Return each line of the material that includes the word "white".
• • •
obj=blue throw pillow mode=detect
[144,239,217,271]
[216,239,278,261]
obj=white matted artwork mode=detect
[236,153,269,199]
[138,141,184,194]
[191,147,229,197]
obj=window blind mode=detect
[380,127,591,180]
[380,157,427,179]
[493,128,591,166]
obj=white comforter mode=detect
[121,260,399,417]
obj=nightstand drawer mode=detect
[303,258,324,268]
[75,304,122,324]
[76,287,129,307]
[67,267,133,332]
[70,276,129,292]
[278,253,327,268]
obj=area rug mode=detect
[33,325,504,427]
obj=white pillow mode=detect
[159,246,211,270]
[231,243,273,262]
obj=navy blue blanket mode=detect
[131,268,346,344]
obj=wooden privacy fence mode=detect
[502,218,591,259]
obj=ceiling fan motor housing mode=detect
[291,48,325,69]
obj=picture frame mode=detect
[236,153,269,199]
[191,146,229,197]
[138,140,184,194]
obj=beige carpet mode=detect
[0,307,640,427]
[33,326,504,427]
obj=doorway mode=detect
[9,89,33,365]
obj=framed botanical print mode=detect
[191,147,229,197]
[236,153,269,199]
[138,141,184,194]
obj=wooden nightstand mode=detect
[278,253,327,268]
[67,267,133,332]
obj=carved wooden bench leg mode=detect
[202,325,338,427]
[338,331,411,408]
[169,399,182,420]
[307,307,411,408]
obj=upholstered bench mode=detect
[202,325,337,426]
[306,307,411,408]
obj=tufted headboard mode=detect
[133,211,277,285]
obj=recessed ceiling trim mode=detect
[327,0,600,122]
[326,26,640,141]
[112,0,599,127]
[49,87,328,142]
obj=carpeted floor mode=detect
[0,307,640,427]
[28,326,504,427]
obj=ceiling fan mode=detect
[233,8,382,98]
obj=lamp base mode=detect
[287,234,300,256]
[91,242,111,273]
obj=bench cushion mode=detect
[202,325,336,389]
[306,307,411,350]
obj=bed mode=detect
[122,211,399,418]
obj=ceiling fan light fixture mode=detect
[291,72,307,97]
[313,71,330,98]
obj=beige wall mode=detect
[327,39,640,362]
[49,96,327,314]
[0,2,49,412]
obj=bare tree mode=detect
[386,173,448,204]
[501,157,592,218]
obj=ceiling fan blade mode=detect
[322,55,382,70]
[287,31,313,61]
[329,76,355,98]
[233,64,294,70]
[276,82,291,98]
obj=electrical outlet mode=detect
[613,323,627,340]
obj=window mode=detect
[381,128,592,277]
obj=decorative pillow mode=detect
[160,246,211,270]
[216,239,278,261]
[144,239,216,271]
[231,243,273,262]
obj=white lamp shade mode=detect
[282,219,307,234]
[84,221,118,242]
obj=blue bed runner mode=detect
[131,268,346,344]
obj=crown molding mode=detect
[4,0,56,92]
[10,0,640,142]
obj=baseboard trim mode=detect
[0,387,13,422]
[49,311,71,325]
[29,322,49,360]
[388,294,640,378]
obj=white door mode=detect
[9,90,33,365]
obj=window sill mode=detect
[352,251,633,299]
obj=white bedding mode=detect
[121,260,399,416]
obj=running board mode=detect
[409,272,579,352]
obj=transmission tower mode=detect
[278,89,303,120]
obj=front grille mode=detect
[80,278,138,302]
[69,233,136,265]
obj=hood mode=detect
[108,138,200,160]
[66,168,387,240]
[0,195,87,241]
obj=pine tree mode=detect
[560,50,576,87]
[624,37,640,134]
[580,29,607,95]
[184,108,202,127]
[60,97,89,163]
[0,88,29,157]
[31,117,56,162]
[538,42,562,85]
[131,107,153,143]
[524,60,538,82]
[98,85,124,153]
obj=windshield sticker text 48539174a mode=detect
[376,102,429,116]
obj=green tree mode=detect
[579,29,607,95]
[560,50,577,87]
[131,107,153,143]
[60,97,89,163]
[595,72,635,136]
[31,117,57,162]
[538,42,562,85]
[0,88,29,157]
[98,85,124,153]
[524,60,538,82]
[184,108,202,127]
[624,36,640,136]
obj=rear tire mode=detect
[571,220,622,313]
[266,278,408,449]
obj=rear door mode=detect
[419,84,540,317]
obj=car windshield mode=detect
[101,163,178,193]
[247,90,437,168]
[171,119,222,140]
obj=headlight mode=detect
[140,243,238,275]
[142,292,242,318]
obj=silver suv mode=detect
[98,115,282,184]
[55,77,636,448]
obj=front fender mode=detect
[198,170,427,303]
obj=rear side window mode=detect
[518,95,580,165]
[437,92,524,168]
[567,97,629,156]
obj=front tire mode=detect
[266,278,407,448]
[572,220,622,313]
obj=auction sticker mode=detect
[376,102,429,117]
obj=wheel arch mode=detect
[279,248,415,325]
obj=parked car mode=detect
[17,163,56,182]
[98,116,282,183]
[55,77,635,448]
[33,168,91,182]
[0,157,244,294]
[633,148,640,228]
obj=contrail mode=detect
• • •
WRITTEN ANSWER:
obj=white matted artwork mode=detect
obj=white comforter mode=detect
obj=white pillow mode=detect
obj=white lamp shade mode=detect
obj=white door mode=detect
obj=white bedding mode=detect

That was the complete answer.